-- Problem to work on --
Write out the line with "hand. Do not add anything beyond the points." and every later line through the end of the data below, exactly as given, with no pictures in the copy.

:: Raw records ::

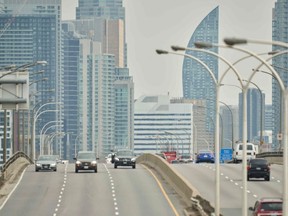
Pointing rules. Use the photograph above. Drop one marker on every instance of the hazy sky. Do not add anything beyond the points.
(158, 24)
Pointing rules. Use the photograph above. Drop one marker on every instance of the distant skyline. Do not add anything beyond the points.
(152, 25)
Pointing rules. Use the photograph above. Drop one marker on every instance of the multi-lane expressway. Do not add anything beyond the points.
(121, 191)
(126, 191)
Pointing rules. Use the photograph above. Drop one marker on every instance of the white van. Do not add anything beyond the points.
(252, 150)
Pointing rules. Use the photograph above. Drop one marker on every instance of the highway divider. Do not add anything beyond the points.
(272, 157)
(9, 167)
(189, 194)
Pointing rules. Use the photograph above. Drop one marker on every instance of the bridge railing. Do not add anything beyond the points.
(11, 160)
(272, 157)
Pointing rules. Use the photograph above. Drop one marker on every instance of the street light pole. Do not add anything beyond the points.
(234, 41)
(217, 87)
(35, 116)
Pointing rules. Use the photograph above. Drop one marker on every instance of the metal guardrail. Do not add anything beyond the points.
(12, 159)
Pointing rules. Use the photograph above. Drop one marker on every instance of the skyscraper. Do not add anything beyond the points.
(254, 103)
(105, 89)
(197, 83)
(280, 64)
(31, 31)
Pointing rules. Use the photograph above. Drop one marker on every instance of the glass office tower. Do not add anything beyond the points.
(197, 83)
(280, 64)
(30, 31)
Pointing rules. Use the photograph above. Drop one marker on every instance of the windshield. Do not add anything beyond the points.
(87, 155)
(249, 147)
(272, 206)
(47, 157)
(125, 153)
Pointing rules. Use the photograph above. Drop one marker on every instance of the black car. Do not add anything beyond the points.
(258, 168)
(46, 162)
(124, 158)
(86, 160)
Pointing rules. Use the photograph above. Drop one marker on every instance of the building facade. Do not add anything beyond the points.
(280, 64)
(30, 32)
(255, 115)
(197, 83)
(161, 125)
(105, 96)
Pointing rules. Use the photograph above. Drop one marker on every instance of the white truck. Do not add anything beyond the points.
(252, 150)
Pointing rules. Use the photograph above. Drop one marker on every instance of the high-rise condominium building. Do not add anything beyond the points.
(255, 115)
(105, 96)
(197, 83)
(30, 32)
(280, 64)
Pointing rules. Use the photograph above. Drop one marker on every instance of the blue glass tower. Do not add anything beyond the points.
(280, 64)
(197, 83)
(31, 31)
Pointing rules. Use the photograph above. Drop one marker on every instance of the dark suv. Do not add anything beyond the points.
(86, 160)
(267, 206)
(124, 158)
(258, 168)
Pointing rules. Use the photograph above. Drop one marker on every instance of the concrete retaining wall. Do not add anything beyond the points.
(189, 194)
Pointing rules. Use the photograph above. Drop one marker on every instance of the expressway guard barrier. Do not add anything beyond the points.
(190, 195)
(272, 157)
(11, 168)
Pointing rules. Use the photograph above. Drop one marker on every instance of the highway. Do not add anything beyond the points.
(202, 176)
(121, 191)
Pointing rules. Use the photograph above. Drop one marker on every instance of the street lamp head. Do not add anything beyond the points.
(202, 45)
(178, 48)
(161, 52)
(42, 62)
(234, 41)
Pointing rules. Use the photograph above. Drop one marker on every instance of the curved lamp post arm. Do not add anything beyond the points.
(33, 129)
(191, 57)
(235, 41)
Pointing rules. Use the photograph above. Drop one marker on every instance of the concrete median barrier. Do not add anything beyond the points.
(190, 195)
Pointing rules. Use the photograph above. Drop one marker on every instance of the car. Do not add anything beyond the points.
(267, 206)
(185, 158)
(205, 156)
(251, 152)
(46, 162)
(124, 158)
(86, 160)
(258, 168)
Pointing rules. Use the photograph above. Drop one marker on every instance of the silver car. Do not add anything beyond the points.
(46, 162)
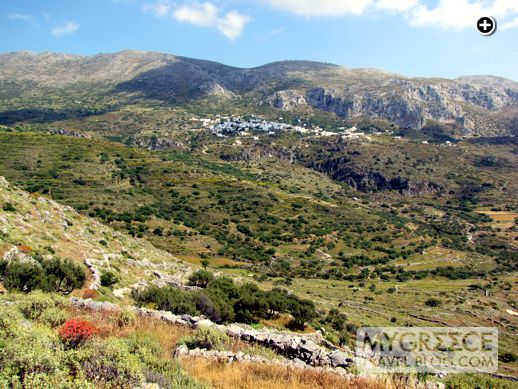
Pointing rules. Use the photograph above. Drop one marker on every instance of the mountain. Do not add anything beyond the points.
(475, 105)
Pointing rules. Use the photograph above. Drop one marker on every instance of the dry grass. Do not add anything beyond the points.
(258, 376)
(108, 323)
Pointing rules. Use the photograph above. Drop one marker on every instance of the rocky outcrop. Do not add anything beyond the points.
(369, 180)
(411, 104)
(229, 357)
(311, 349)
(288, 85)
(288, 100)
(158, 143)
(95, 284)
(73, 134)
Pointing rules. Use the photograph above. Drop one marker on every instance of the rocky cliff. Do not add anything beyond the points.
(482, 105)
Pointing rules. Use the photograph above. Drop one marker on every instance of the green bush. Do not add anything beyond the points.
(8, 207)
(108, 278)
(32, 349)
(109, 362)
(54, 317)
(167, 299)
(126, 317)
(223, 301)
(207, 338)
(477, 381)
(36, 303)
(432, 302)
(51, 275)
(201, 278)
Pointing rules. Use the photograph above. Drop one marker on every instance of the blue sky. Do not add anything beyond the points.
(411, 37)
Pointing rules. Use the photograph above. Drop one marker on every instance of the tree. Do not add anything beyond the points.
(431, 302)
(205, 263)
(302, 312)
(108, 278)
(201, 278)
(63, 276)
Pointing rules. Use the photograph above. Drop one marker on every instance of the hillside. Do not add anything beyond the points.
(285, 206)
(106, 82)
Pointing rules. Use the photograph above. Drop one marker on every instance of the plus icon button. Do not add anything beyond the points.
(486, 25)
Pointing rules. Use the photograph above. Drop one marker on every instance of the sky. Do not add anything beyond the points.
(428, 38)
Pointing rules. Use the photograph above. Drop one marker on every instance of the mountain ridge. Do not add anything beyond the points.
(477, 105)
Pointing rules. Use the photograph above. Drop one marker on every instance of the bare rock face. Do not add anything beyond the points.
(288, 100)
(408, 104)
(289, 85)
(370, 180)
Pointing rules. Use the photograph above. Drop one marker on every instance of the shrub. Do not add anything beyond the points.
(90, 294)
(54, 317)
(76, 331)
(30, 350)
(8, 207)
(108, 278)
(126, 317)
(36, 303)
(201, 278)
(508, 357)
(207, 338)
(109, 363)
(167, 299)
(48, 275)
(432, 302)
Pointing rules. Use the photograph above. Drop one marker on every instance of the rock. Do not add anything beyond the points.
(339, 359)
(234, 331)
(362, 364)
(204, 322)
(181, 350)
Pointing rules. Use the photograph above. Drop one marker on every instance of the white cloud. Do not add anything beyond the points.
(277, 31)
(445, 14)
(159, 9)
(396, 5)
(310, 8)
(25, 18)
(65, 29)
(510, 24)
(207, 14)
(459, 14)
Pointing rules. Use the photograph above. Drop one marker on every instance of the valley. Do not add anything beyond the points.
(371, 198)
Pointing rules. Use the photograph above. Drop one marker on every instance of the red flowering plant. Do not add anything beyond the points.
(76, 331)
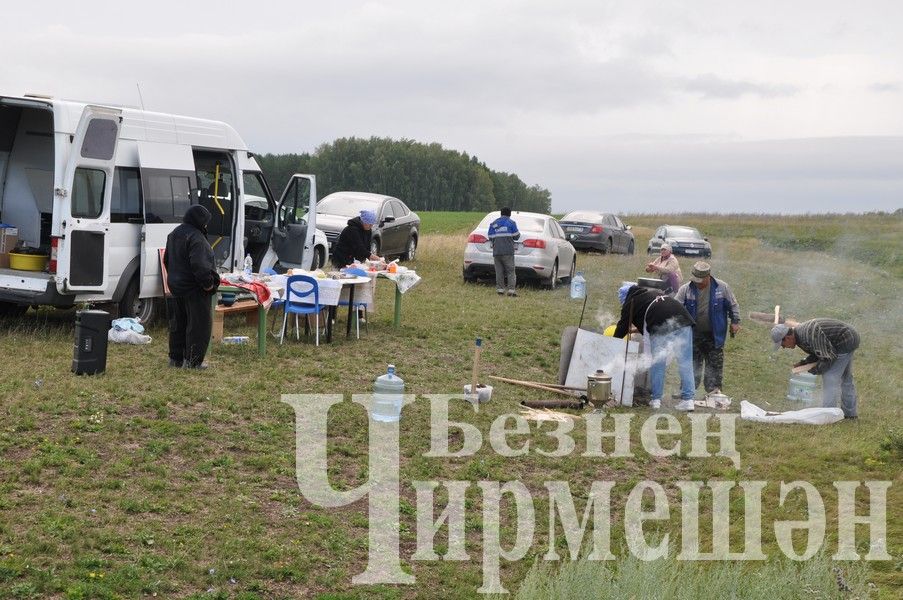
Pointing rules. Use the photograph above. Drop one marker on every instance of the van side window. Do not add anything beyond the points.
(100, 139)
(167, 196)
(126, 204)
(87, 193)
(214, 188)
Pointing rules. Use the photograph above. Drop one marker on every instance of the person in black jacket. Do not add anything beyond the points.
(192, 278)
(354, 241)
(668, 328)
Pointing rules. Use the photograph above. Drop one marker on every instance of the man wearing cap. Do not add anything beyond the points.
(666, 268)
(667, 327)
(354, 241)
(712, 304)
(502, 234)
(830, 345)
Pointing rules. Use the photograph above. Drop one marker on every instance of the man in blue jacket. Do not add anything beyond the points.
(713, 305)
(502, 234)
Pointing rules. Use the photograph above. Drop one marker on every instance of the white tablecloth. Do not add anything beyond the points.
(331, 291)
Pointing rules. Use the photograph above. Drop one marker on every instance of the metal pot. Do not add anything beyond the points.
(598, 387)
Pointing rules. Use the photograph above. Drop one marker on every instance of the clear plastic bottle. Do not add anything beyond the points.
(388, 392)
(578, 286)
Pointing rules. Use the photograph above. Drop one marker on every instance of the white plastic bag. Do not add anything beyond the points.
(127, 336)
(805, 416)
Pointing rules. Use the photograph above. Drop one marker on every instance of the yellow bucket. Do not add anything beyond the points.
(28, 262)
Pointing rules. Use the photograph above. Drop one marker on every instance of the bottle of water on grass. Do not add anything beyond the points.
(388, 392)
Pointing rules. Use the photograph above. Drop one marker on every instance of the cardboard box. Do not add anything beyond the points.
(9, 237)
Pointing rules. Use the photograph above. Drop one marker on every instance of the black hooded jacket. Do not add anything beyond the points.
(353, 243)
(189, 257)
(665, 313)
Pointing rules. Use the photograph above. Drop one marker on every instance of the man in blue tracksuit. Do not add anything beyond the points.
(712, 304)
(502, 234)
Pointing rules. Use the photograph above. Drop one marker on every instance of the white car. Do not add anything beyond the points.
(542, 252)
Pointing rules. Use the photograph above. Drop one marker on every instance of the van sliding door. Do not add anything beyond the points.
(88, 182)
(297, 208)
(167, 171)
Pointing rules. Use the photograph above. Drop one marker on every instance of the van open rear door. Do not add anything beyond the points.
(296, 221)
(88, 182)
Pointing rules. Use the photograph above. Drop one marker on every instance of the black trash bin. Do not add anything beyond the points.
(91, 330)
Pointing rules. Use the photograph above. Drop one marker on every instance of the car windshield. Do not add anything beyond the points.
(345, 206)
(683, 232)
(583, 217)
(524, 223)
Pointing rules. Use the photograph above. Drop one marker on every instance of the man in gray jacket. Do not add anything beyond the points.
(502, 234)
(830, 345)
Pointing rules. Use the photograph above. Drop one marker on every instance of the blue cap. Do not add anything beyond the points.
(368, 217)
(622, 291)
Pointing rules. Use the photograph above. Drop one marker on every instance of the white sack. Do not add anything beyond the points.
(127, 336)
(805, 416)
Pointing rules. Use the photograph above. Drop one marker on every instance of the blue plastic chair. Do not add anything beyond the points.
(298, 290)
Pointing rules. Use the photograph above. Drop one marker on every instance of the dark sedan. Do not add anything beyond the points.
(684, 241)
(588, 230)
(397, 229)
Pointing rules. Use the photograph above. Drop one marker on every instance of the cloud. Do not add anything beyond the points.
(714, 87)
(886, 87)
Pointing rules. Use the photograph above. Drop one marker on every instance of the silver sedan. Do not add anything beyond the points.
(542, 252)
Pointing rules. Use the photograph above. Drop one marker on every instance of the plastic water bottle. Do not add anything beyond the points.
(388, 392)
(578, 286)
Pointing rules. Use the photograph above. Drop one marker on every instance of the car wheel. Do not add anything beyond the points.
(143, 309)
(411, 249)
(552, 282)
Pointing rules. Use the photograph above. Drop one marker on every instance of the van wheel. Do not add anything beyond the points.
(11, 310)
(144, 309)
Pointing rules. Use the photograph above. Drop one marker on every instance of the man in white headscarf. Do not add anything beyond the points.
(666, 268)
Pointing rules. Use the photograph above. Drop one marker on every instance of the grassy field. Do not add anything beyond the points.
(149, 480)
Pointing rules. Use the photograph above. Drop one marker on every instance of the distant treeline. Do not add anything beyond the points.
(423, 176)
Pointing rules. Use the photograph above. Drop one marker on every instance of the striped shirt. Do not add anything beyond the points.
(824, 339)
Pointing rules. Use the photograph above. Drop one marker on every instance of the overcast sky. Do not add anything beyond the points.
(635, 106)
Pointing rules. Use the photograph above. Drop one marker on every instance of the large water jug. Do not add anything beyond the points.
(388, 392)
(578, 286)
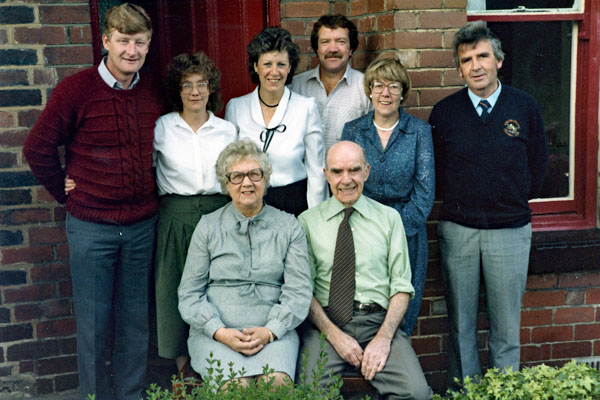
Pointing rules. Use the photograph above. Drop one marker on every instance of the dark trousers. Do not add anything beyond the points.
(110, 265)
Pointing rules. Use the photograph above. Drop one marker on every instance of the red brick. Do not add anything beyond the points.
(34, 254)
(535, 353)
(15, 137)
(440, 59)
(592, 296)
(56, 308)
(437, 20)
(27, 312)
(54, 328)
(455, 4)
(52, 366)
(296, 28)
(536, 317)
(452, 78)
(570, 350)
(433, 326)
(417, 4)
(59, 14)
(43, 35)
(385, 22)
(24, 216)
(28, 293)
(552, 334)
(6, 119)
(44, 77)
(544, 299)
(426, 345)
(304, 9)
(417, 40)
(573, 315)
(359, 7)
(544, 281)
(80, 34)
(27, 118)
(434, 362)
(575, 297)
(69, 55)
(375, 6)
(47, 235)
(430, 97)
(579, 279)
(425, 78)
(405, 20)
(587, 331)
(49, 272)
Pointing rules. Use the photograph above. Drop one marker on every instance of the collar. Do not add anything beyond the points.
(492, 99)
(334, 207)
(111, 81)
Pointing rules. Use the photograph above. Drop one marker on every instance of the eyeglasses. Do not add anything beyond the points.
(188, 87)
(394, 88)
(237, 177)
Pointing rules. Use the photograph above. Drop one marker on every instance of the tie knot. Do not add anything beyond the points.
(485, 105)
(348, 212)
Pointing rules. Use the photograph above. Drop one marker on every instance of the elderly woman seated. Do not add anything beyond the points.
(246, 283)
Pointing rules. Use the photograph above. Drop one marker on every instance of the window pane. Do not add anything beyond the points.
(538, 61)
(482, 5)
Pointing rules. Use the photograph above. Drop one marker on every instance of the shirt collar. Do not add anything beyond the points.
(335, 207)
(491, 99)
(111, 81)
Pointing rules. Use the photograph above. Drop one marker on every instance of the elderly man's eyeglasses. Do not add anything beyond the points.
(394, 88)
(188, 87)
(237, 177)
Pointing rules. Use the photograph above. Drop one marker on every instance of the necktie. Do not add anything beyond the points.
(341, 290)
(485, 114)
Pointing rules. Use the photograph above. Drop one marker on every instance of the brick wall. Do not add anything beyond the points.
(40, 43)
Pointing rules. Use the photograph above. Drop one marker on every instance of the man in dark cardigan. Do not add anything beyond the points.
(105, 116)
(490, 155)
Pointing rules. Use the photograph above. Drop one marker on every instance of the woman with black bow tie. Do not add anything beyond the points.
(284, 124)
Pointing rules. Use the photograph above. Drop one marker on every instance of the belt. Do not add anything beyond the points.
(367, 308)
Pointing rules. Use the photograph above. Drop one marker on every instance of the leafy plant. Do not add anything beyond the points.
(572, 381)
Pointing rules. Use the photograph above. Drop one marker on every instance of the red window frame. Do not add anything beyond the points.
(580, 212)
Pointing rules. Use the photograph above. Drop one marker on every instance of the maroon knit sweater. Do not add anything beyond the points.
(108, 136)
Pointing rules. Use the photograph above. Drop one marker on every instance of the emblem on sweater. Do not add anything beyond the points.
(511, 127)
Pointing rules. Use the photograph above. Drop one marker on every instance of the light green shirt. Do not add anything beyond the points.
(382, 263)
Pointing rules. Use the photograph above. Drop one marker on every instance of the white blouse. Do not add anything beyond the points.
(185, 160)
(297, 152)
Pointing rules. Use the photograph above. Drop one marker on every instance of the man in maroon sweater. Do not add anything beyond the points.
(105, 116)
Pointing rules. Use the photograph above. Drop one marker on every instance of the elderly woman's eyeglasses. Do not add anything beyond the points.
(237, 177)
(394, 88)
(188, 87)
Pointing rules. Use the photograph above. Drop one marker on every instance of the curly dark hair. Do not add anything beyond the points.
(185, 65)
(334, 21)
(272, 39)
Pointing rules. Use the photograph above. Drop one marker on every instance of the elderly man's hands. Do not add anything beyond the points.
(375, 357)
(241, 341)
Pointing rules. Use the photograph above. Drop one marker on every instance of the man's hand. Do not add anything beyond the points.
(375, 357)
(239, 341)
(347, 347)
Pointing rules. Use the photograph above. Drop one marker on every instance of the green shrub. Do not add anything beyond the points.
(572, 381)
(211, 387)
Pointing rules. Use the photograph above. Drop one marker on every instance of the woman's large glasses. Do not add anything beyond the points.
(188, 87)
(237, 177)
(394, 88)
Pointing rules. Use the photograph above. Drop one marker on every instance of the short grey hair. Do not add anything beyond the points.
(473, 33)
(238, 151)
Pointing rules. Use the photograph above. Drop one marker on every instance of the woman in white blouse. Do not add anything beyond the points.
(284, 124)
(187, 142)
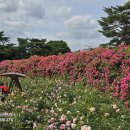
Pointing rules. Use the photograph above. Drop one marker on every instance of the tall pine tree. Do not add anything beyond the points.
(116, 25)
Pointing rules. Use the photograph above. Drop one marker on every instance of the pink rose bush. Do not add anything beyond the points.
(104, 69)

:::

-- Worked solution --
Pointing rules. Use the photograph above. Drop one marker on every instance of the man's hand. Do not add anything beyond the points.
(375, 357)
(239, 341)
(347, 347)
Pointing rules. Use the photograph above. Drop one marker on every instance of the green shrub. Do not add anything beyond the points.
(572, 381)
(211, 387)
Pointing rules. Use the photograph above. Drop one marker on every instance of the woman's large glasses. Do not add anything beyond the points.
(188, 87)
(237, 177)
(394, 88)
Pointing rules. Use the photograph above. Drop one marker on every instance of the short grey hair. Do not add anything beyond the points.
(473, 33)
(238, 151)
Pointing rules. Use the photograph above. Drop one marker on every instance of the woman in white blouse. Do not add anything beyond the points.
(284, 124)
(187, 142)
Pointing rules. Use the photograph above. Drop one marker on every instance of the tall pine tree. Do not add anything beyond the points.
(116, 25)
Pointing rules. Use the photograph above. Drop one marker on every instance of the pink rose bush. Do not add anything beyond the points.
(104, 69)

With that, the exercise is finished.